Can you rewrite the material below, changing "thickest part" to "widest part" everywhere it occurs and keeping everything else the same?
━━━━━ EXCERPTED DATA ━━━━━
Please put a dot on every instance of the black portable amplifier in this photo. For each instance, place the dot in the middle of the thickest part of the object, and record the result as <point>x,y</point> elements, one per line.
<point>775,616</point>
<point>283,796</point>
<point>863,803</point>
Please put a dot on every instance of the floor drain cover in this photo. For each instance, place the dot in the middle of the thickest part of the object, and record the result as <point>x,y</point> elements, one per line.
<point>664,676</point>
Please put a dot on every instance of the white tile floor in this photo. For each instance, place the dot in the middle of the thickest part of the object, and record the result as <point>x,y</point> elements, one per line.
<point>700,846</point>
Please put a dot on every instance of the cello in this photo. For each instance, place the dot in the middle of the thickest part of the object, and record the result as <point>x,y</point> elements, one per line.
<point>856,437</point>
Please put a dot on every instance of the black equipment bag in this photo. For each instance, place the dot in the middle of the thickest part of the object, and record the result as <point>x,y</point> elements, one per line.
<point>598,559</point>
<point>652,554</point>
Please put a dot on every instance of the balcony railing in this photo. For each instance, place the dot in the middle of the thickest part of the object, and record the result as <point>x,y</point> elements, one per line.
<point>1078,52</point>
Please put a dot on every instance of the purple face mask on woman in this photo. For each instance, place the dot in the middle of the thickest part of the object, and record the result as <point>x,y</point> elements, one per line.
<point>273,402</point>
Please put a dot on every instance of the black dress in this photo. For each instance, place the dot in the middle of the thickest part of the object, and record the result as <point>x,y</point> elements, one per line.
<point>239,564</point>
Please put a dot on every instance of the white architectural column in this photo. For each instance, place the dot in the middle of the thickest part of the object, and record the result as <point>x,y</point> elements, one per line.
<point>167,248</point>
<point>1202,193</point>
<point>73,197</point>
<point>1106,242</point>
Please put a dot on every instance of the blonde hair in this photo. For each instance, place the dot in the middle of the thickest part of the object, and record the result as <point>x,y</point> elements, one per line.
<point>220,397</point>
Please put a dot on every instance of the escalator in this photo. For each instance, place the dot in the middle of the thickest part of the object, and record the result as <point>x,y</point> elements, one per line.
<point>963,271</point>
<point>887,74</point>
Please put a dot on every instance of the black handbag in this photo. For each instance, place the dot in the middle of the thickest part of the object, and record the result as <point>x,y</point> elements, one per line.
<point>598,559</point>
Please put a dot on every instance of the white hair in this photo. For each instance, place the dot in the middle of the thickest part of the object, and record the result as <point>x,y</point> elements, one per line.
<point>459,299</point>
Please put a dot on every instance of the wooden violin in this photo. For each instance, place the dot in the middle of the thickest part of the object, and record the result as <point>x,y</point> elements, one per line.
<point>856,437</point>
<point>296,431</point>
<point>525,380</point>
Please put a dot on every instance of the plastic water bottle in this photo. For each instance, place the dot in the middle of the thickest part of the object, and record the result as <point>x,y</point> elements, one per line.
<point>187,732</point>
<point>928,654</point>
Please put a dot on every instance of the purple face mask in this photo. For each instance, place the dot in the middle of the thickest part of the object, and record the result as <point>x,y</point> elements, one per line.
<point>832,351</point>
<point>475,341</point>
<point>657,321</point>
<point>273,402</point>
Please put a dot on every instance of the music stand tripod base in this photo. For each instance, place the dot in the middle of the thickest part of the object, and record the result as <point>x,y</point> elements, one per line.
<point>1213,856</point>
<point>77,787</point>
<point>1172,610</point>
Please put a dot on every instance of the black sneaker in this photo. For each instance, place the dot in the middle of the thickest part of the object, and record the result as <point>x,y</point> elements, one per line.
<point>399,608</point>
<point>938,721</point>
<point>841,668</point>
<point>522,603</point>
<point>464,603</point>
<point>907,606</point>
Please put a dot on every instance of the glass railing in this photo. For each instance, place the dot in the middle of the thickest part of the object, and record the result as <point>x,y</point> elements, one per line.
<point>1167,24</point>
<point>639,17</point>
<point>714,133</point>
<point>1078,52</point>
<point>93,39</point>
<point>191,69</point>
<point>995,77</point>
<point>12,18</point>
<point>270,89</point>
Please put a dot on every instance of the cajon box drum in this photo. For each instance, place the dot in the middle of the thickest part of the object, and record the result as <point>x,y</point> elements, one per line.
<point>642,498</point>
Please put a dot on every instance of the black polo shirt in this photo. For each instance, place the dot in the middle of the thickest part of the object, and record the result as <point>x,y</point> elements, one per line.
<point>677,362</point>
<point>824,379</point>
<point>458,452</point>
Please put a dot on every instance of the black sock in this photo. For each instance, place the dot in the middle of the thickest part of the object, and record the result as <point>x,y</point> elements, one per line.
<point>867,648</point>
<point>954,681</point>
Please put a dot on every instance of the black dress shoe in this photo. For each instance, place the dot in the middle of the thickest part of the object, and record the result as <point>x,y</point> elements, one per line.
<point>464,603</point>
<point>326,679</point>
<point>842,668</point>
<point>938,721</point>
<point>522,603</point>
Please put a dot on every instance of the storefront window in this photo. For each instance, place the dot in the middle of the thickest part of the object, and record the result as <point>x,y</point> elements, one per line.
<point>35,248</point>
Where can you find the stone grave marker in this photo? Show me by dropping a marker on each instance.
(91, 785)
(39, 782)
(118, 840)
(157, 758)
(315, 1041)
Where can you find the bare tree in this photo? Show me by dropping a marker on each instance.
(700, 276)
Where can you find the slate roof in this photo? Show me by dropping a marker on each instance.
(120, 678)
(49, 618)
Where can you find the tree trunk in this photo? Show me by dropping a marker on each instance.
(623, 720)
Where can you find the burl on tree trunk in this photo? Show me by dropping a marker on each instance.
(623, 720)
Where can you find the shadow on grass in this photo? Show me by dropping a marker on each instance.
━━━━━
* SOLUTION FOR THIS PROBLEM:
Please put a dot on every instance of the black portable amplifier in this photo. For each instance, place the dot in the middle of the widest part of the object, and record the result as <point>x,y</point> elements, one per line.
<point>775,616</point>
<point>283,796</point>
<point>863,803</point>
Please put a dot on every instance of the floor drain cover in this photo. For each instance, place the dot in the middle of the widest part of the object, and record the result as <point>x,y</point> elements, one per line.
<point>664,676</point>
Please put a dot on every instance of the white tile floor in this photo. For each instance, place the dot in the middle of the widest part of the object, and record the result as <point>x,y</point> elements, one per line.
<point>700,846</point>
Please put a dot on every instance of the cello in this photo. For each instance, place the dot in the middle of the widest part of the object, and record the result as <point>x,y</point> elements, one per line.
<point>856,437</point>
Please put a dot on every instance of the black equipment bag in this photo. For each instance, place the dot in the middle of the widest part of the object, and record the result as <point>x,y</point> elements, one per line.
<point>598,559</point>
<point>652,554</point>
Please put a dot on every instance of the balcony railing in this photo. For each instance, place the dot in the middle of the widest part of the object, and record the result as <point>x,y</point> elements, one per line.
<point>1078,52</point>
Please put a dot on every instance of the purple face mask on woman in this photo. For each instance, place the dot in the middle of the widest part of the object, and record the result as <point>x,y</point> elements, one per line.
<point>273,402</point>
Please put a dot on every instance of the black dress in this photo. For each instance, place the dot in the middle of the widest part of the object, and record the result as <point>x,y</point> elements, one per line.
<point>239,564</point>
Please put a dot on every instance of the white architectural column in this photo. For each instance, place the dot in the middle of the widest part of the object, and record the result as <point>x,y</point> elements, one per line.
<point>167,248</point>
<point>1202,193</point>
<point>73,197</point>
<point>1106,242</point>
Please put a dot on every instance of the blonde hair in this photo. For each instance, place the dot in the middle of the widest part of the object, and record the result as <point>x,y</point> elements, one per line.
<point>220,397</point>
Please put a dot on every instance of the escalator in this photo. For each instance, place the dot in the middle of the widest part of the object, and record the result as <point>x,y</point> elements, one per line.
<point>963,271</point>
<point>887,74</point>
Please put a dot on every instance of the black handbag in this photo. For each instance, place the dot in the middle of the widest part of the object, and record the result as <point>x,y</point> elements, one per line.
<point>598,559</point>
Please put a dot on every instance of the white hair in this photo. For each instance, place the dot in the middle of the widest part of the object, and record the result as <point>x,y</point> elements, one per line.
<point>459,299</point>
Please put a dot on every instance of the wooden violin in this photo. For each instance, place the dot in the middle of the widest part of the object, and record the result as <point>x,y</point> elements, one per line.
<point>856,437</point>
<point>296,431</point>
<point>525,380</point>
Please put a dot on every instance of the plastic water bottle in this photo. For each instance, place the dot in the middle of the widest part of the object, and record the result as <point>x,y</point> elements, one per line.
<point>187,732</point>
<point>928,654</point>
Please put a dot on every instance of the purple face mask in this photo. For each instance, place the dot in the middle of the widest part of the object, and record the result as <point>x,y</point> elements, one per line.
<point>832,351</point>
<point>475,341</point>
<point>657,321</point>
<point>273,402</point>
Please put a dot on every instance of the music stand tripod base in this photo. For each instance, place the dot in the middle of the widest part of the object, and record the result as <point>x,y</point> elements, one per line.
<point>1213,856</point>
<point>77,787</point>
<point>1172,610</point>
Please put a dot on every instance of the black sneaker in this photo. For each instance, place the dot in the middle of the widest part of the object, and record the result as <point>x,y</point> elements, one per line.
<point>399,608</point>
<point>938,721</point>
<point>841,668</point>
<point>522,603</point>
<point>464,603</point>
<point>907,606</point>
Please put a dot on every instance of the glass railing in this photo. For each instance, place the dot in the middle of the widest part of the object, and record the result as <point>x,y</point> elements, one per line.
<point>1167,24</point>
<point>639,17</point>
<point>714,133</point>
<point>1078,52</point>
<point>93,39</point>
<point>191,69</point>
<point>995,77</point>
<point>12,18</point>
<point>270,89</point>
Please put a dot on every instance of the cajon box drum in this photo. For each instance, place the dot in the middle of the widest part of the object, and record the result as <point>x,y</point> elements, one per line.
<point>642,498</point>
Please put a dot on every instance of the black polo shirt in this photo. For each instance, place the dot in the middle of the widest part of the object, and record the result as <point>x,y</point> elements, one per line.
<point>677,362</point>
<point>824,379</point>
<point>458,452</point>
Please put a dot on every instance of the black sock in this photo. For each instance, place the dot in the middle of the widest part of the object, and record the result as <point>x,y</point> elements, one per line.
<point>867,648</point>
<point>954,681</point>
Please put a dot on every instance of the black dress shoe in this photo. For each instance, place the dot in the middle of the widest part of the object, and record the result as <point>x,y</point> elements, one per line.
<point>464,603</point>
<point>326,679</point>
<point>842,668</point>
<point>938,721</point>
<point>522,603</point>
Please put a dot on every instance of the storefront window in this photo. For each instance, place the dot in the middle of the widest part of the object, and record the result as <point>x,y</point> elements, one per line.
<point>35,248</point>
Where can you find the stone grave marker in this photo? Show me by dropping a marker on each instance.
(91, 785)
(39, 782)
(118, 840)
(157, 758)
(315, 1041)
Where can you find the bare tree in this photo? Show me by dropping a marker on each instance.
(700, 276)
Where can you find the slate roof in this photo? Show me by dropping a marker on each instance.
(120, 678)
(49, 618)
Where can you find the tree trunk in this photo? Show me by dropping a marker on each instance.
(623, 720)
Where can you find the burl on tree trunk in this photo? Show me by dropping a marker on each instance.
(623, 720)
Where can you find the shadow on grass in this photo? Show me by dropping a marker on each instance.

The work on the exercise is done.